--- Required work ---
Write out all of the entries exactly, please.
[start]
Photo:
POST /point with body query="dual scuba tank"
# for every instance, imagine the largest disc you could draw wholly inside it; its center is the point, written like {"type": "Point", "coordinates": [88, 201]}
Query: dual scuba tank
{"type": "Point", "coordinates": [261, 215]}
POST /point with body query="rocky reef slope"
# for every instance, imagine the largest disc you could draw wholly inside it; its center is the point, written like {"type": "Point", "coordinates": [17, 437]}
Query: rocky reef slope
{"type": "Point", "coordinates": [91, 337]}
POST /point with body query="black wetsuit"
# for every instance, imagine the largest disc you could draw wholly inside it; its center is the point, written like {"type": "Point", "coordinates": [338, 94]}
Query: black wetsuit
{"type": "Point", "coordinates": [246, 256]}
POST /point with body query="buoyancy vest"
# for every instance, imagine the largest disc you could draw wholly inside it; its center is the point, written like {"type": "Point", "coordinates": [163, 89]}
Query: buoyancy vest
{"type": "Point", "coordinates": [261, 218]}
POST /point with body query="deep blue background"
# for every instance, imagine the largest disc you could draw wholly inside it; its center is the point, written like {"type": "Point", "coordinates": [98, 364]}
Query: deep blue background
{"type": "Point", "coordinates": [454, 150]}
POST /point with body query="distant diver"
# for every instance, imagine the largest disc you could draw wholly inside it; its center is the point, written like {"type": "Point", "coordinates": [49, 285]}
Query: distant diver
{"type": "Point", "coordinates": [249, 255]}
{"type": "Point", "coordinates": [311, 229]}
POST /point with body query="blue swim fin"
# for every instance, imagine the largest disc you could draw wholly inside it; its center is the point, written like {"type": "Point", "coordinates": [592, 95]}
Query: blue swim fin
[end]
--- Output of the task ---
Photo:
POST /point with body query="dual scuba tank"
# for every instance, imagine the largest disc you could draw wholly inside it; its center is the point, written like {"type": "Point", "coordinates": [88, 201]}
Query: dual scuba tank
{"type": "Point", "coordinates": [261, 215]}
POST /point with body query="rocky reef slope"
# for every instance, imagine the largest disc you could draw wholly inside it; its center is the point, written like {"type": "Point", "coordinates": [17, 437]}
Query: rocky reef slope
{"type": "Point", "coordinates": [91, 337]}
POST /point with body query="black wetsuit"
# for every instance, imagine the largest disc you could draw wholly inside it; its center is the point, written like {"type": "Point", "coordinates": [338, 94]}
Query: black wetsuit
{"type": "Point", "coordinates": [246, 256]}
POST /point with body query="buoyancy vest"
# for every instance, imagine the largest disc you could draw wholly inside it; its center is the point, written like {"type": "Point", "coordinates": [163, 89]}
Query: buoyancy vest
{"type": "Point", "coordinates": [261, 218]}
POST /point with body query="deep blue background"
# for every instance, imagine the largest disc you could draw wholly inside it; its center is the point, written like {"type": "Point", "coordinates": [98, 364]}
Query: deep blue background
{"type": "Point", "coordinates": [454, 150]}
POST /point with body query="distant diver"
# for every instance, imagine the largest disc you could draw wholly inside it; its center is the point, written like {"type": "Point", "coordinates": [49, 285]}
Query: distant diver
{"type": "Point", "coordinates": [249, 255]}
{"type": "Point", "coordinates": [311, 229]}
POST /point with body query="blue swim fin"
# for every instance, imagine the largest disc you could draw wholly inside it; its center is the point, written like {"type": "Point", "coordinates": [592, 95]}
Query: blue swim fin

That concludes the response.